Look through the entries. Copy each line that has the word "wheel".
<<<<
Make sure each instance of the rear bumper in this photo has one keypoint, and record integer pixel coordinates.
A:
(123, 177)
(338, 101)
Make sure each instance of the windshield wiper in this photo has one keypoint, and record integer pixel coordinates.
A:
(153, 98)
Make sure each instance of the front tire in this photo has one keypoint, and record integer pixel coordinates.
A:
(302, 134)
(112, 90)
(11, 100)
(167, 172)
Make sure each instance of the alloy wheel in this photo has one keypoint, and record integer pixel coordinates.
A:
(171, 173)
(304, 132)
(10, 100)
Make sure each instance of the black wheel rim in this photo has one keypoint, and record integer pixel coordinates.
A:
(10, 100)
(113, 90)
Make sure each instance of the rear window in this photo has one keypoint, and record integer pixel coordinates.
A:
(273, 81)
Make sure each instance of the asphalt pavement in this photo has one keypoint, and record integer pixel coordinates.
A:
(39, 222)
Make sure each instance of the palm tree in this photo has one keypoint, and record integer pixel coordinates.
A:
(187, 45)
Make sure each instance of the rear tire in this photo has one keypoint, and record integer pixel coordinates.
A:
>>>>
<<<<
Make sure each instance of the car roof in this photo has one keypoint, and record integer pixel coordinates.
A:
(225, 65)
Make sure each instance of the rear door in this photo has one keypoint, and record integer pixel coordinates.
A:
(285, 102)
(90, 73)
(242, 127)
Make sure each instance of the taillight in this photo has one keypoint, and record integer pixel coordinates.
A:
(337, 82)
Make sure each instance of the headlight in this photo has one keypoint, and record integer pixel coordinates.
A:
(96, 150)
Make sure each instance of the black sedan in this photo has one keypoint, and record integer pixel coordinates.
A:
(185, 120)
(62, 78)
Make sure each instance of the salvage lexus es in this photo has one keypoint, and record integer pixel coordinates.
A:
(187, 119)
>>>>
<<<<
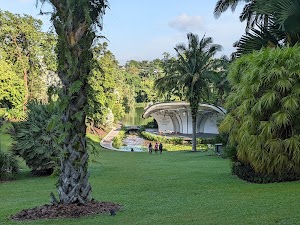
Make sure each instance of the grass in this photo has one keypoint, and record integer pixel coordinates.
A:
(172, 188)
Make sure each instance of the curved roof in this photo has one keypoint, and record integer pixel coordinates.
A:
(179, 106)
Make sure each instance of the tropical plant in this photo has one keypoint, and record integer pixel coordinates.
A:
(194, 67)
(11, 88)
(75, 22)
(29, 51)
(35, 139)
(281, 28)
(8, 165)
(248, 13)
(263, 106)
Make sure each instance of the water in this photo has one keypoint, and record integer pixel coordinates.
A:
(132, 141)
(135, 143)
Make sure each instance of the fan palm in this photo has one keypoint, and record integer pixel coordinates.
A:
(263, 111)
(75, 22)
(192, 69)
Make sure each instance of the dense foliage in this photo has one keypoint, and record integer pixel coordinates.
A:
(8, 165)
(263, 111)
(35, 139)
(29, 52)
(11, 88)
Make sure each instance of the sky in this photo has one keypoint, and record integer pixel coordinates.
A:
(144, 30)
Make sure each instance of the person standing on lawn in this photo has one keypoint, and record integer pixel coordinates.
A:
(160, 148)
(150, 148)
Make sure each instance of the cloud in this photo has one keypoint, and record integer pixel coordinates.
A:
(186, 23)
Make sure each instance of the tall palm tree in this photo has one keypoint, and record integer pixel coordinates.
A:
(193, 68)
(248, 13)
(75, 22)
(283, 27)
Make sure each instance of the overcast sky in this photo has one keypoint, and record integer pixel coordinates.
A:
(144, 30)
>>>>
Answer to the exercise.
Make sure each instance of the alloy wheel in this photo has one keypoint, and record integer pixel coordinates.
Make sure each instance of the black wheel rim in this photo has one keypoint, and record integer pixel coordinates.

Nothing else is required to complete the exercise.